■ Extracted text:
ABYSSIA

UNDER CONSTRUCTION

by Chris Wayan, 2004

for William Beebe and Otis Barton, first voyagers into the abyss

down to map and regional tours - How I Built Abyssia - (don't click yet) peoples of Abyssia - Abyssia's evolution - Gazetteer -
More worlds? Planetocopia!

INTRODUCTION

Abyssia is an illustration of just how much water Earth has, and what a miracle it is we have any land at all. The recipe for Abyssia is simple:

  1. Remove the world's oceans (store safely. You'll need it soon)
  2. Now mark the altitude of every point on Earth, and make every depth a height, and every height a depth. Our ocean trenches are now huge mountain ranges; our ranges, trenches. Rugged, isn't it? It's as if you'd turned Earth inside out like a glove...
  3. Now pour your stored seawater back into the new seabeds--the Eurasian Sea, the African Sea, the American Seas. But they'll fill up fast. You'll reach the old coastlines with water to spare. Lots to spare. Keep pouring. Soon you'll be refilling the seabeds, and wondering how much land there'll be. Soon you'll be adding "if any." Keep pouring! Don't hold any back.
  4. Look for land. Good luck. Most of our abyssal plains, which you'd think would form new continents, have become shallow seas; those that rise above water are low and broken. Only 12% of Earth's surface is land! That's all.
Are you starting to realize what a wet planet this is? And how lucky we are that continental rock is so light! We're living on rafts, and don't know it.

Earth, what a name! Don't make me laugh. Drenchia, Drownia, Uptoyournosia! That's what we live on.

Map of Abyssia, a world-building experiment.

THE BASICS

WHY ABYSSIA?

Oh, partly for fun--all the deepest, secretest parts of Earth are suddenly center stage, and all the geography you know is just an oceanographic footnote! Just a little bias-correction for all my land-animal readers (you know who you are).

It was partly a dare, too--my friend Dan saw a sister-planet I was building, Inversia, where up is down and down is up, and he noticed that to preserve the distinctive outlines of the continents, I'd put a lot less water over the inverted land. Dan asked "What if you put ALL our water back, so the only land is our deepest abysses?" It was an interesting challenge, and harder to calculate than I expected (and no, I couldn't run my handy-dandy super-accurate 3-D dataset of Earth with a minus sign to turn it inside out. Done by hand, folks--and that means a margin of error of at LEAST 100 meters! In fact I was off by a whole kilometer at first, setting the coastline near the six-kilometer mark. I even did a quick map of this world: call it Abyssia Six. Catastrophic! Islands dot the sea, but their total area's less than Australia--not much over 1% of the surface. Then I found I'd made a math error and the real contour was around 4900 m. Better, but still blue.) I thought we'd end up with fair-sized continents--basically, all the abyssal plains would become land. Wrong!

■ The exercise:
Set down, word for word, the part of the Abyssia text starting with "3. Now pour" and going on through "a world-building experiment.".

■ Data extract:
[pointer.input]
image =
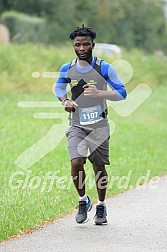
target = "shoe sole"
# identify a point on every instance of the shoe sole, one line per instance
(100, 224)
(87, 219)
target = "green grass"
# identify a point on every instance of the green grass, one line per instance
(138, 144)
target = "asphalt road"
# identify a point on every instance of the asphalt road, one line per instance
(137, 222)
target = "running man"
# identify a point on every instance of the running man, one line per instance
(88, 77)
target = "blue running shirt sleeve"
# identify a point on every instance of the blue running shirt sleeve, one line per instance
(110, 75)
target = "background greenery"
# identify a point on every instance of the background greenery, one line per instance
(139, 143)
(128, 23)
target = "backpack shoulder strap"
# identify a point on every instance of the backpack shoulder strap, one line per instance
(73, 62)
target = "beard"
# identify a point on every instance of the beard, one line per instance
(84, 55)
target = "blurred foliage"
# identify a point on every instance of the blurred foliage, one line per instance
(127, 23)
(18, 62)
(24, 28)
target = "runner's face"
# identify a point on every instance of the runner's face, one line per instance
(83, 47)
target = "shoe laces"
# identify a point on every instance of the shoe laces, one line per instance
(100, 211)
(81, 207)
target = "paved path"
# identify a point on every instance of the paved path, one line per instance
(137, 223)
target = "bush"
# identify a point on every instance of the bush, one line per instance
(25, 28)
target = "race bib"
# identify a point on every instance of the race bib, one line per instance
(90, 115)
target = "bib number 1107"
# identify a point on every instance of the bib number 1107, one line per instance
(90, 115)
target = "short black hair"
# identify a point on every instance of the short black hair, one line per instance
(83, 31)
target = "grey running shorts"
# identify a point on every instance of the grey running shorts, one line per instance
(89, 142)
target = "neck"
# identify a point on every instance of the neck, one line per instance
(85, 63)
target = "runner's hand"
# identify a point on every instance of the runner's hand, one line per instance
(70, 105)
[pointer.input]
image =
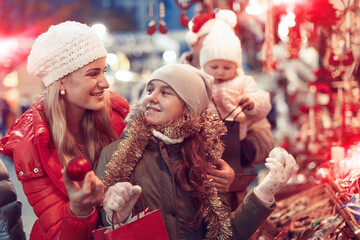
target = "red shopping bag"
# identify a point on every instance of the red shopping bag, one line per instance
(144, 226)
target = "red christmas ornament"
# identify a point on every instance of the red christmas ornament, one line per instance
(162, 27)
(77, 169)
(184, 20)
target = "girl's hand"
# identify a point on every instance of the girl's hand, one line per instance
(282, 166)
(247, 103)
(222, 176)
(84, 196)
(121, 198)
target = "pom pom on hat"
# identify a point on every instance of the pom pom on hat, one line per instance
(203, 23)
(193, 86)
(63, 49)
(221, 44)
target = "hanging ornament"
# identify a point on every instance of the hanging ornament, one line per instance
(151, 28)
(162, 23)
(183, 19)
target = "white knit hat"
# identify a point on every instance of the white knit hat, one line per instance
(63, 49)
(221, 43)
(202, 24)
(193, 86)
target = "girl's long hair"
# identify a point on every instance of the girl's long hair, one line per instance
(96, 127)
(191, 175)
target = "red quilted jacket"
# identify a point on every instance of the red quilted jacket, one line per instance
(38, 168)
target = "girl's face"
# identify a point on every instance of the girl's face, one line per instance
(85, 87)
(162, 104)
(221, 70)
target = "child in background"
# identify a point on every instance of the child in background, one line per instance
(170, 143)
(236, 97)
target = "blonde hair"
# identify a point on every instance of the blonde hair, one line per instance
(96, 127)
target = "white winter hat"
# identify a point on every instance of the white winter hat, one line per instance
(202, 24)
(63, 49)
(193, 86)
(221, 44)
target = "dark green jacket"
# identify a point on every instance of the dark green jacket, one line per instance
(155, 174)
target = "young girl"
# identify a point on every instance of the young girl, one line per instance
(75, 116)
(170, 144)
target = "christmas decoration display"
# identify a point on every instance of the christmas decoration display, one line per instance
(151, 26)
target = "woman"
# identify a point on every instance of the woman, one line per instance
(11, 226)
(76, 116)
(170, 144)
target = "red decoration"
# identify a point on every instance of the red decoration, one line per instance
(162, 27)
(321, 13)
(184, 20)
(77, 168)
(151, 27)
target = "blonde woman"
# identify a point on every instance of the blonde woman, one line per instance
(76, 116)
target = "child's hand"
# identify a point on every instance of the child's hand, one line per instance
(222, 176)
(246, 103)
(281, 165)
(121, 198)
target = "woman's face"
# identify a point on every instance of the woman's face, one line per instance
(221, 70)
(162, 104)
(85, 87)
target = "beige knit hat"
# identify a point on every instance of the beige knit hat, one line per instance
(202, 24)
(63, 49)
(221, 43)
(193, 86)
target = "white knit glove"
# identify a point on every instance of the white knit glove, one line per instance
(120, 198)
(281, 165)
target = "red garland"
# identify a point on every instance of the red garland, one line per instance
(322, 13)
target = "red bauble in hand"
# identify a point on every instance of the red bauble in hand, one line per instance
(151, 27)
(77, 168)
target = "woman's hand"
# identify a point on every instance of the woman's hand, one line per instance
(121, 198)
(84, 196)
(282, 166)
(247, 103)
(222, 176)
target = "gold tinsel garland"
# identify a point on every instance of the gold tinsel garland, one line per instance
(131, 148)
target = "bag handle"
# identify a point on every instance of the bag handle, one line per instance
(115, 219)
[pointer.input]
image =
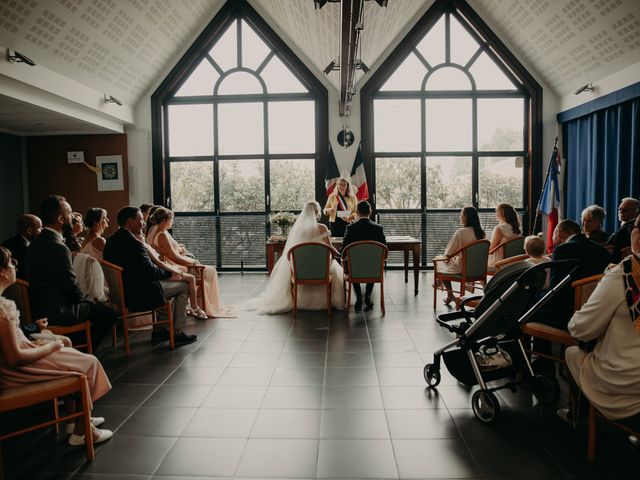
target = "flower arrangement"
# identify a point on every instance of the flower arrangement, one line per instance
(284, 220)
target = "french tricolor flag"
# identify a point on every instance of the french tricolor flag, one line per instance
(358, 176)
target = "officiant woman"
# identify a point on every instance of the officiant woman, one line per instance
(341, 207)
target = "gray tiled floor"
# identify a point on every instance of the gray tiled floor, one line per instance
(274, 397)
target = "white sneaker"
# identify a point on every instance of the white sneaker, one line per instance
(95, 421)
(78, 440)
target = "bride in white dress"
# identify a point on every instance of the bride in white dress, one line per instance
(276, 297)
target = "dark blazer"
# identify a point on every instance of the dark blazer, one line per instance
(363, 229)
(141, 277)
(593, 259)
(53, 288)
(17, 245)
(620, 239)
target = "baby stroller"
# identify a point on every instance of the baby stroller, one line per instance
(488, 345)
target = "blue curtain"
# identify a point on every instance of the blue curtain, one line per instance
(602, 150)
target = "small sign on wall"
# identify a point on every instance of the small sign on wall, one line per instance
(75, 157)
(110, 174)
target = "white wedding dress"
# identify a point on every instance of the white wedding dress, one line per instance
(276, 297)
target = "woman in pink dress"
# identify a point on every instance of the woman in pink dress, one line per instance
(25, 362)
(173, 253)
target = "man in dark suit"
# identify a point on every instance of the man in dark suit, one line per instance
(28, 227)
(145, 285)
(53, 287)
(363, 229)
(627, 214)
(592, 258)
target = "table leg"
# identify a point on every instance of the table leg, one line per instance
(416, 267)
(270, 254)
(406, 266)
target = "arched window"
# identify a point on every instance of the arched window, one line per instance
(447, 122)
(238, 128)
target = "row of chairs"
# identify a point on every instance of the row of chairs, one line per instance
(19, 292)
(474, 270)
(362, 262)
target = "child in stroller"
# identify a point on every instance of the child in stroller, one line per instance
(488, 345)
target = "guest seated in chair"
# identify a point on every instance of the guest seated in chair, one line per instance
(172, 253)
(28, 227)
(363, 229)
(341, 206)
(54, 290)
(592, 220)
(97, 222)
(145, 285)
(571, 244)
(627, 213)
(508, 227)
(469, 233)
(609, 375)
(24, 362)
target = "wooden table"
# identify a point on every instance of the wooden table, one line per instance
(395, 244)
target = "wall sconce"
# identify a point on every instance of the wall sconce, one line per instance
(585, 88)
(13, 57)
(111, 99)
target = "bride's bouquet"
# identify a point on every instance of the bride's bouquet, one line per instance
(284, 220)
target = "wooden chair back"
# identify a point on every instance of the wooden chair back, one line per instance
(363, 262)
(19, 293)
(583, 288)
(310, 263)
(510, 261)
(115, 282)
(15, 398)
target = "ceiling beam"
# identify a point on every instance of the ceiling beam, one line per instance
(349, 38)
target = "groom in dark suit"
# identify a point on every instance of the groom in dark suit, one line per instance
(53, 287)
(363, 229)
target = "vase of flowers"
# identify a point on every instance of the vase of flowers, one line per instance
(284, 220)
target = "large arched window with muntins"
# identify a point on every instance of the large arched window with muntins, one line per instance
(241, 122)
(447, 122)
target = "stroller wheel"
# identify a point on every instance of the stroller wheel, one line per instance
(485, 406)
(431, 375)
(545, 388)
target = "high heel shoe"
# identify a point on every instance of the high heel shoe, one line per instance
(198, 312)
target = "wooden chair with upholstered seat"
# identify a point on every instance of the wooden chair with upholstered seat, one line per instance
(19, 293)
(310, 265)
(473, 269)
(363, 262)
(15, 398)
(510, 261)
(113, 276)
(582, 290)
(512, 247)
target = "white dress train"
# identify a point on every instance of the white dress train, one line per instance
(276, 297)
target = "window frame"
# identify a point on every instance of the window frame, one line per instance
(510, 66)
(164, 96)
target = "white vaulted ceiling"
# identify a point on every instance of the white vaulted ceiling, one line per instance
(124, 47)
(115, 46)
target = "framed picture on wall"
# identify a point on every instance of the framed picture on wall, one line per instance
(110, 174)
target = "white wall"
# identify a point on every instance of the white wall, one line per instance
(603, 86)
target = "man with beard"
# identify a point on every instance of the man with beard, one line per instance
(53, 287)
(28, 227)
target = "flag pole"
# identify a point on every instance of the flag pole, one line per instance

■ Full answer:
3. Now pour your stored seawater back into the new seabeds--the Eurasian Sea, the African Sea, the American Seas. But they'll fill up fast. You'll reach the old coastlines with water to spare. Lots to spare. Keep pouring. Soon you'll be refilling the seabeds, and wondering how much land there'll be. Soon you'll be adding "if any." Keep pouring! Don't hold any back.
  4. Look for land. Good luck. Most of our abyssal plains, which you'd think would form new continents, have become shallow seas; those that rise above water are low and broken. Only 12% of Earth's surface is land! That's all.
Are you starting to realize what a wet planet this is? And how lucky we are that continental rock is so light! We're living on rafts, and don't know it.

Earth, what a name! Don't make me laugh. Drenchia, Drownia, Uptoyournosia! That's what we live on.

Map of Abyssia, a world-building experiment.